# start of Document segment
Containerization does not entirely solve the conda problem, since the Snakemake program itself requires conda to run. CSC provides a snakemake module, but problematically these modules are container-based, and since containers cannot be nested on CSC machines, it is not possible to use containerized conda environments with the CSC snakemake modules. This can be solved by installing Snakemake with pip (this is discouraged in the Snakemake documentation, but I have seen no problems so far).
FTT uses software that is not included in the containerized conda environments, including several marian installations and other NLP tools. These are automatically built as part of the pipeline. The Ftt.sif container includes the prerequisites for the software components. It's also possible to provide paths to separately built software installations.
- Clone the repository.
- Download the Ftt.sif container to the repository root.
# end of Document segment
=== What you need to do ===
1) According to the FTT pipeline notes, why can't containerized conda environments be used with the CSC snakemake modules?
2) Write the next few lines of the FTT pipeline notes, picking up after the step about downloading the Ftt.sif container.
# start of Dataset records
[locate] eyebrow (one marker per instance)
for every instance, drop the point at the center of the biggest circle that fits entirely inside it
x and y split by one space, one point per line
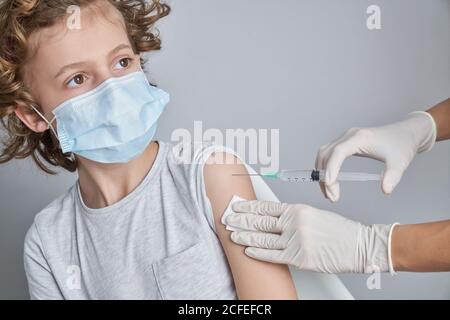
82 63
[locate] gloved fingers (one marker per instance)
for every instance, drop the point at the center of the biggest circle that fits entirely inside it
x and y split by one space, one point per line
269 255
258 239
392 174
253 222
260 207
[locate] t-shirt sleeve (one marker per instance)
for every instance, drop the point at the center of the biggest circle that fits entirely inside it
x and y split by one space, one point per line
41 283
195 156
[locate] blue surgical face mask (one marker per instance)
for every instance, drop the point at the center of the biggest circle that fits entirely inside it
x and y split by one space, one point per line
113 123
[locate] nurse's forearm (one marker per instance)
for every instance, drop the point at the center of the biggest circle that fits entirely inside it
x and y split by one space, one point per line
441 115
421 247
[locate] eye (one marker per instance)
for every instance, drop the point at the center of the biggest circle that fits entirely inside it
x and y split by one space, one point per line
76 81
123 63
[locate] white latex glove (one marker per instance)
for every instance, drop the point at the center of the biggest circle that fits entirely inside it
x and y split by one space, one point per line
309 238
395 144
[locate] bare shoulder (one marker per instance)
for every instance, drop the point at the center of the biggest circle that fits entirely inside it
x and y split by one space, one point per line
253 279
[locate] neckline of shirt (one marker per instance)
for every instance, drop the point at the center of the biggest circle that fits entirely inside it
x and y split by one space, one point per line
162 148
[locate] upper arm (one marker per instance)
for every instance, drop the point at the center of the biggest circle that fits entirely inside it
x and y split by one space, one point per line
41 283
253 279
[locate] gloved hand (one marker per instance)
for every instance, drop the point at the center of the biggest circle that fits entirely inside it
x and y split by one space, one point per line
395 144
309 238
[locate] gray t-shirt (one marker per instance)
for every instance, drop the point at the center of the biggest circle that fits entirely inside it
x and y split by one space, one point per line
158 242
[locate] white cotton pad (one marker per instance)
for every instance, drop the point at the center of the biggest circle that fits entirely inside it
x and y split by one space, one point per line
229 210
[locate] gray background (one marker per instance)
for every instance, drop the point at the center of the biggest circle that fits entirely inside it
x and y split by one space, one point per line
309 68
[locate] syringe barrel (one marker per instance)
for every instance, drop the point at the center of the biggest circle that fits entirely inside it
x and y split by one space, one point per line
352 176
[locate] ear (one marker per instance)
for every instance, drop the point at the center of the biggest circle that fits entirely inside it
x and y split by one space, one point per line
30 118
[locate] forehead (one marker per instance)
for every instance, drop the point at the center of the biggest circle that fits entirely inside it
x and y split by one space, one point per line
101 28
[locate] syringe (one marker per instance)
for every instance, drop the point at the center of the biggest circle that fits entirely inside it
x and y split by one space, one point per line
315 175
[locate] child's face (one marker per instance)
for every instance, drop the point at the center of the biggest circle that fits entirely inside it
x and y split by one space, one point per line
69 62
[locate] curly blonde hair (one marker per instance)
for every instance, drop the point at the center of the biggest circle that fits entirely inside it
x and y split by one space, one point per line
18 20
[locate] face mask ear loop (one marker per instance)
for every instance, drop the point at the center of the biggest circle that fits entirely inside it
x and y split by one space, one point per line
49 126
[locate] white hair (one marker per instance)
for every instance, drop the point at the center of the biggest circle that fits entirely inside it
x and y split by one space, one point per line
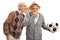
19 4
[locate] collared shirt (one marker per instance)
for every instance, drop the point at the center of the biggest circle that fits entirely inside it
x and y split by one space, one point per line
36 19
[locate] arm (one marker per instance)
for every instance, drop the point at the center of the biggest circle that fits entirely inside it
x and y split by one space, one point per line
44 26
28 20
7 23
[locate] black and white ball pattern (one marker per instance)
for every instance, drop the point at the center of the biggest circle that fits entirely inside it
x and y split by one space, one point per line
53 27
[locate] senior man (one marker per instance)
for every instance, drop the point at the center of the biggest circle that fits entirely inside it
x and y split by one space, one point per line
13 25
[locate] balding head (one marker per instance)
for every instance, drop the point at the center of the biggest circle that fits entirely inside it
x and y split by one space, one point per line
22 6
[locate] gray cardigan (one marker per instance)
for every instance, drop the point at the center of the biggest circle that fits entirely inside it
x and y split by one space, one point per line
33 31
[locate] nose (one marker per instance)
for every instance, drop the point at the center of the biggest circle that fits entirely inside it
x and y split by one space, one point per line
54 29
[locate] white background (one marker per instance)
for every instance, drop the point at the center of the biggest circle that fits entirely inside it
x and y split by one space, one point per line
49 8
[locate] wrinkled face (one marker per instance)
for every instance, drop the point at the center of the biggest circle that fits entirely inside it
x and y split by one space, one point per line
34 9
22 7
# end of Dataset records
=== Response list ===
1) The CSC snakemake modules are themselves container-based, and containers cannot be nested on CSC machines.

2)
- Create a virtual Python environment for Snakemake (e.g. in the parent dir of the repository):
- The environment needs to be created with a non-containerized python, as otherwise Apptainer integration will not work. On puhti and mahti, the python executables in /usr/bin/ should work:
/usr/bin/python3.9 -m venv snakemake_env
. - Activate the virtual environment:
source ./snakemake_env/bin/activate
. - Install snakemake:
pip install snakemake
.
- The environment needs to be created with a non-containerized python, as otherwise Apptainer integration will not work. On puhti and mahti, the python executables in /usr/bin/ should work:
- Install micromamba (e.g. in the parent dir of the repository):
curl -Ls https://micro.mamba.pm/api/micromamba/linux-64/latest | tar -xvj bin/micromamba
- Return to the repository directory and update Git submodules:
make git-modules
- Create a data directory (e.g. in the parent dir of the repository) and create a tmp dir in it.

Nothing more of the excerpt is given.